Text:
- Opening Delimiter -

Housing Supply Management
Accommodation inflation, at 29.4% of the CPI basket, is the single largest potential contributor to headline inflation volatility. HDB should implement systematic forward planning for BTO supply, with project pipelines calibrated to demographic projections and international migration flows, reducing the risk of future supply-demand mismatches in the rental market.
7.2 For Households
Portfolio and Savings Strategy
Singaporean households should ensure savings are not parked in instruments earning below the inflation rate. The CPF Ordinary Account rate (currently 2.5%) and Special Account rate (4.0%) provide inflation-partially-compensatory yields. Additionally, Singapore Savings Bonds and T-bills have offered yields of 3–4% during the recent high-rate environment, providing accessible capital-preservation options.
Consumption Strategies
Practical consumer adaptations with significant aggregate budget impact include switching to house-brand groceries (particularly relevant given Singapore’s well-developed supermarket private-label market), leveraging hawker centres and government-subsidised food infrastructure rather than commercial restaurants, and utilising government voucher schemes for essential expenditure.
Debt Management
In an elevated interest rate environment, households carrying high-interest revolving debt — including credit cards — face a compounding real-cost burden. Prioritising the repayment of such liabilities is among the highest-return financial actions available to indebted households.
7.3 For Businesses
Cost Structure Optimisation
Labour-intensive businesses in sectors facing sustained wage floor increases should invest in productivity enhancement — through automation, digitisation, and workflow re-engineering — to control unit labour cost growth and reduce inflation pass-through to prices.
Supply Chain Resilience
Businesses dependent on single-country supply chains should pursue geographic diversification of suppliers. Singapore’s strategic location and extensive free trade agreement network — including CPTPP and ASEAN FTAs — provide preferential access to diverse source markets. Dual-sourcing and buffer inventory strategies can reduce vulnerability to acute supply-side inflation shocks.
- Conclusion
Singapore’s management of the 2022–2024 inflationary cycle represents a broadly successful application of its distinctive monetary and fiscal policy toolkit. The S$NEER appreciation framework effectively suppressed imported inflation transmission; targeted fiscal transfers mitigated distributional harm; and supply-side interventions addressed sector-specific bottlenecks. The outcome — a soft landing in which inflation moderated from 6.1% to below 1% over three years without a significant growth contraction — compares favourably with the experience of many advanced economies that relied on aggressive interest rate tightening and faced heightened recession risk.

- Closing Delimiter -

[Dataset entries]
- Opening Delimiter -

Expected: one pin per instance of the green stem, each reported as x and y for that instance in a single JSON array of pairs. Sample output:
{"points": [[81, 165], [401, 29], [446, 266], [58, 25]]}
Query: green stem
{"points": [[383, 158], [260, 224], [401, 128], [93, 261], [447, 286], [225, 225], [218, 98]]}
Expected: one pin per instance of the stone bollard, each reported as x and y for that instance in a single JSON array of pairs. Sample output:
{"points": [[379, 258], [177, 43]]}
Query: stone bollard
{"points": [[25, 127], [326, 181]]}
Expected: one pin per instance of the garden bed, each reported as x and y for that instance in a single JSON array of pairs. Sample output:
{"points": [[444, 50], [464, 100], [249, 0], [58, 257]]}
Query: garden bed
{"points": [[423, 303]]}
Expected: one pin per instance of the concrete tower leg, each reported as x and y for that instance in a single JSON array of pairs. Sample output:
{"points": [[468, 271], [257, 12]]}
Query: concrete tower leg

- Closing Delimiter -

Translate this sentence from the Singapore inflation text into Spanish: "Businesses dependent on single-country supply chains should pursue geographic diversification of suppliers."

Las empresas que dependen de cadenas de suministro de un solo país deberían buscar la diversificación geográfica de sus proveedores.